--- begin Available records ---

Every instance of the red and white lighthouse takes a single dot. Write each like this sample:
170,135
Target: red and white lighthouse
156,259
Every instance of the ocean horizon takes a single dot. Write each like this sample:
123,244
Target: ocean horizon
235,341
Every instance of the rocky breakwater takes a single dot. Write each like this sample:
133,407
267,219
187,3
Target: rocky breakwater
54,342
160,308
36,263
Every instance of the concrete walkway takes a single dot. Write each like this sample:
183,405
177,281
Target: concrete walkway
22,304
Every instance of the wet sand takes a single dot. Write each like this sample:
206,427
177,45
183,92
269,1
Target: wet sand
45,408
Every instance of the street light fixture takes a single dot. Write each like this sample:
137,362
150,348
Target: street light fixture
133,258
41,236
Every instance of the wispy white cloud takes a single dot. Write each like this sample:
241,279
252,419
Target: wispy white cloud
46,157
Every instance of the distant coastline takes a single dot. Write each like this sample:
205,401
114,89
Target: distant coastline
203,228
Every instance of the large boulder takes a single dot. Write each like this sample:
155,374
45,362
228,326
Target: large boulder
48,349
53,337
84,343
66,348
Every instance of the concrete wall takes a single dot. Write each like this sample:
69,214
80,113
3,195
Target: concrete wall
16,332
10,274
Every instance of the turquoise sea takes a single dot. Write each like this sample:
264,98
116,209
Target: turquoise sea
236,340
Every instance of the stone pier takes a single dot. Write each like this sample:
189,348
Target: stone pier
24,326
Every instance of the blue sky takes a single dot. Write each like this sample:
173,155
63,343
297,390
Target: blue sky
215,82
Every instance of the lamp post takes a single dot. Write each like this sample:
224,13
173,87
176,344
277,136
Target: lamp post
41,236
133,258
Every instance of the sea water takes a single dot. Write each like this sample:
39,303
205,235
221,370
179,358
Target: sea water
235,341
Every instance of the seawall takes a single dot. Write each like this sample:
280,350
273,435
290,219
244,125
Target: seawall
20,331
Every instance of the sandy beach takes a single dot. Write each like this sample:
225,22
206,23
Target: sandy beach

--- end Available records ---
--- begin Available records ---

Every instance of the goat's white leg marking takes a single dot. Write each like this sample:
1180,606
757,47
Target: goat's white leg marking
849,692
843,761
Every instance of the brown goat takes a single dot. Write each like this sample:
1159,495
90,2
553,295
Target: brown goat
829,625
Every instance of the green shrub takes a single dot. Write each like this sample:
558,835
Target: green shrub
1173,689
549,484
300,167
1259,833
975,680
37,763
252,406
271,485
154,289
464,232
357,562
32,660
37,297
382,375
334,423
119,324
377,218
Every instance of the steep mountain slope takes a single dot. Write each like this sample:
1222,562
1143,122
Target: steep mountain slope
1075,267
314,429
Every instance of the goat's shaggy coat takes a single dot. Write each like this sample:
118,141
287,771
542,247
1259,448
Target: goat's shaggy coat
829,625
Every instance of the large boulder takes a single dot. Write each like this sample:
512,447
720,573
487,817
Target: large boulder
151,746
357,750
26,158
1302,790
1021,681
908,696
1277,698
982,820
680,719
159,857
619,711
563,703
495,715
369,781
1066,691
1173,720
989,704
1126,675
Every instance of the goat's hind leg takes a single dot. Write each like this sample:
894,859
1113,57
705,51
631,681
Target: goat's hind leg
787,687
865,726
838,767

--- end Available records ---

Please retype, without any changes, the lines of the listing from the line with "Every instance of the concrete wall" to the line with "Target: sandy beach", including both of those lines.

Every instance of the concrete wall takes a single dot. Write each like this sample:
69,214
80,113
3,195
Target: concrete wall
16,332
10,274
Every instance of the turquoise sea takes a single dot. Write each like this sample:
264,98
116,209
Target: turquoise sea
236,340
Every instance of the stone pier takes a single dot. Write each like this sample:
189,348
Target: stone pier
24,326
Every instance of the blue sky takes a single dot. Write each like this sample:
173,155
63,343
297,390
Target: blue sky
215,82
Every instance of the lamp post takes a single dot. Write each like this sample:
224,13
173,87
176,344
277,136
Target: lamp post
41,236
133,258
Every instance of the sea water takes a single dot. Write each like this sample:
39,303
205,235
221,370
179,358
Target: sea water
235,341
Every instance of the seawall takes a single dot. Write each like this sample:
280,350
273,435
290,219
244,125
Target: seawall
20,331
Every instance of the sandy beach takes a single dot. Write each like this sample:
225,22
206,23
Target: sandy beach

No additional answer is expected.